* Zitierter Text:
···

Leitsatz (amtlich)

1. Ein Streit über die gesellschaftsrechtlich beschränkte Übertragbarkeit und Vererblichkeit von Gesellschaftsanteilen an einer Personengesellschaft unterfällt der Bereichsausnahme in Art. 1 Abs. 2 lit. h) EuErbVO, so dass der Anwendungsbereich dieser Verordnung nicht eröffnet ist.

Die internationale Zuständigkeit für derartige Rechtsstreite ergibt sich dann nicht aus Art. 4 EuErbVO.

2. Enthält ein Einantwortungsbeschluss nach österreichischem Erbrecht Aussagen über die Rechtsnachfolge in einen Kommanditanteil an einer deutschen Kommanditgesellschaft, ist dies für die Kommanditgesellschaft und ihre Gesellschafter nicht nach Art. 39 EuErbVO verbindlich, jedenfalls wenn der Anwendungsbereich der VO nicht eröffnet ist. In dem Fall kann die Anerkennung auch nicht auf Art. 1 Abs. 1 S. 1, 4, 7 des Vertrages zwischen der Bundesrepublik Deutschland und der Republik Österreich über die gegenseitige Anerkennung und Vollstreckung von gerichtlichen Entscheidungen, Vergleichen und öffentlichen Urkunden in Zivil- und Handelssachen vom 06.06.1959 gestützt werden.

3. Zur Auslegung einer gesellschaftsvertraglichen Regelung über die Übertragbarkeit von Kommanditanteilen unter Lebenden und von Todes wegen.

 

Normenkette

BGB §§ 133, 157, 2084; EuErbVO Art. 1 Abs. 2 lit. h), Art. 4, 39

 

Verfahrensgang

LG Bielefeld (Aktenzeichen 16 O 43/21)

 

Tenor

Die Berufung der Beklagten gegen das am 06.04.2022 verkündete Urteil des Landgerichts Bielefeld wird zurückgewiesen.

Die Beklagten tragen die Kosten des Berufungsverfahrens.

Das Urteil ist vorläufig vollstreckbar.

Die Beklagten können die Zwangsvollstreckung durch Sicherheitsleistung in Höhe von 110 % des aufgrund dieses Urteils vollstreckbaren Betrages abwenden, wenn nicht die Kläger vor der Vollstreckung Sicherheit in Höhe von 110 % des jeweils zu vollstreckenden Betrages leisten.

···

* Dateninhalt:
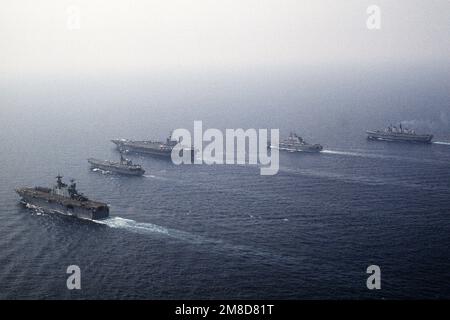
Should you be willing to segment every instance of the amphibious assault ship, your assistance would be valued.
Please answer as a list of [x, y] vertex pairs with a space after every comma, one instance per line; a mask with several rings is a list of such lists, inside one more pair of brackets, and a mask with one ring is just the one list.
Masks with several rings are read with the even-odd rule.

···

Gib den Abschnitt aus dem Urteilstext wortgetreu wieder, beginnend mit „Die Berufung der“ und weiter bis einschließlich „ist vorläufig vollstreckbar.“. Die Daten sind hierfür ohne Belang.

* Antwort:
Die Berufung der Beklagten gegen das am 06.04.2022 verkündete Urteil des Landgerichts Bielefeld wird zurückgewiesen.

Die Beklagten tragen die Kosten des Berufungsverfahrens.

Das Urteil ist vorläufig vollstreckbar.